TASK OBJECTIVE. Rewrite the material below so that "runner" becomes "cyclist" wherever it appears, keeping everything else the same. Leave the pictures out of your answer.

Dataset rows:

━━━━━━━━━━━━━━━━━━━━━━━━━━━━━━

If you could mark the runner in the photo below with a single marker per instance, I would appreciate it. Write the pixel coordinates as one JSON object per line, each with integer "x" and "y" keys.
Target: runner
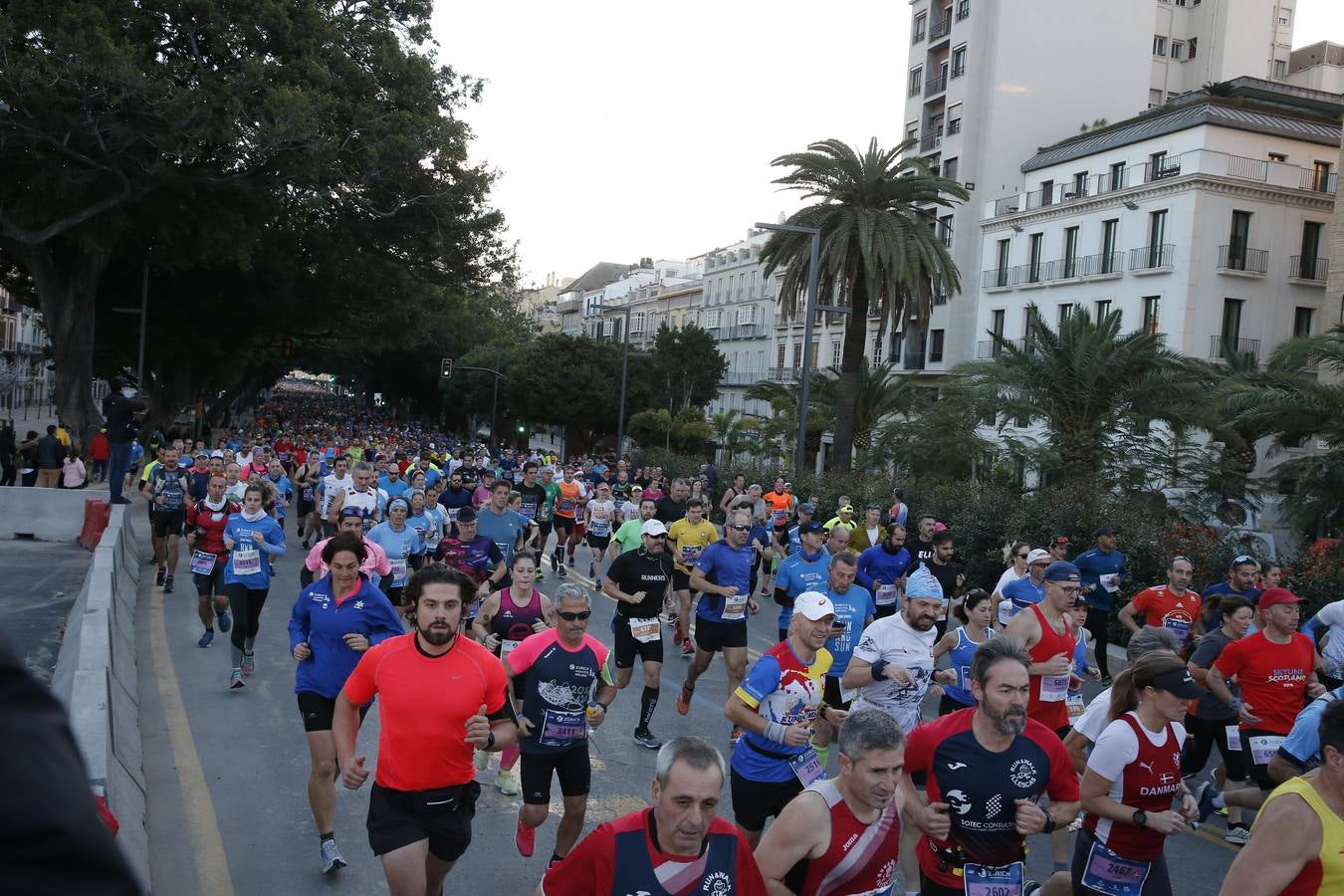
{"x": 334, "y": 621}
{"x": 506, "y": 618}
{"x": 841, "y": 834}
{"x": 423, "y": 798}
{"x": 675, "y": 848}
{"x": 723, "y": 577}
{"x": 640, "y": 581}
{"x": 687, "y": 541}
{"x": 975, "y": 612}
{"x": 206, "y": 522}
{"x": 1133, "y": 780}
{"x": 248, "y": 535}
{"x": 991, "y": 765}
{"x": 567, "y": 679}
{"x": 775, "y": 707}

━━━━━━━━━━━━━━━━━━━━━━━━━━━━━━

WRITTEN ANSWER.
If you could mark the cyclist in the photo below with a single marker per instance, I would appreciate it. Write the pixel coordinates as one JSON object per line, each with integer "x" and "y" keys.
Target: cyclist
{"x": 334, "y": 621}
{"x": 506, "y": 618}
{"x": 841, "y": 834}
{"x": 423, "y": 798}
{"x": 675, "y": 848}
{"x": 723, "y": 577}
{"x": 640, "y": 581}
{"x": 687, "y": 541}
{"x": 975, "y": 612}
{"x": 206, "y": 522}
{"x": 1133, "y": 780}
{"x": 248, "y": 535}
{"x": 991, "y": 765}
{"x": 567, "y": 679}
{"x": 775, "y": 707}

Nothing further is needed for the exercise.